### [TASK ITEM]
Return every line below exactly as written.
[Opening SOURCE DATA section]
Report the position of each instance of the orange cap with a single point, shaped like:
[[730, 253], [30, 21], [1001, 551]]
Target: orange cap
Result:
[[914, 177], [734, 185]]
[Closing SOURCE DATA section]
### [ANSWER FOR THE TASK]
Report the position of each instance of the orange cap with a single point, shaped like:
[[730, 253], [30, 21], [1001, 551]]
Target: orange cap
Result:
[[914, 177], [734, 185]]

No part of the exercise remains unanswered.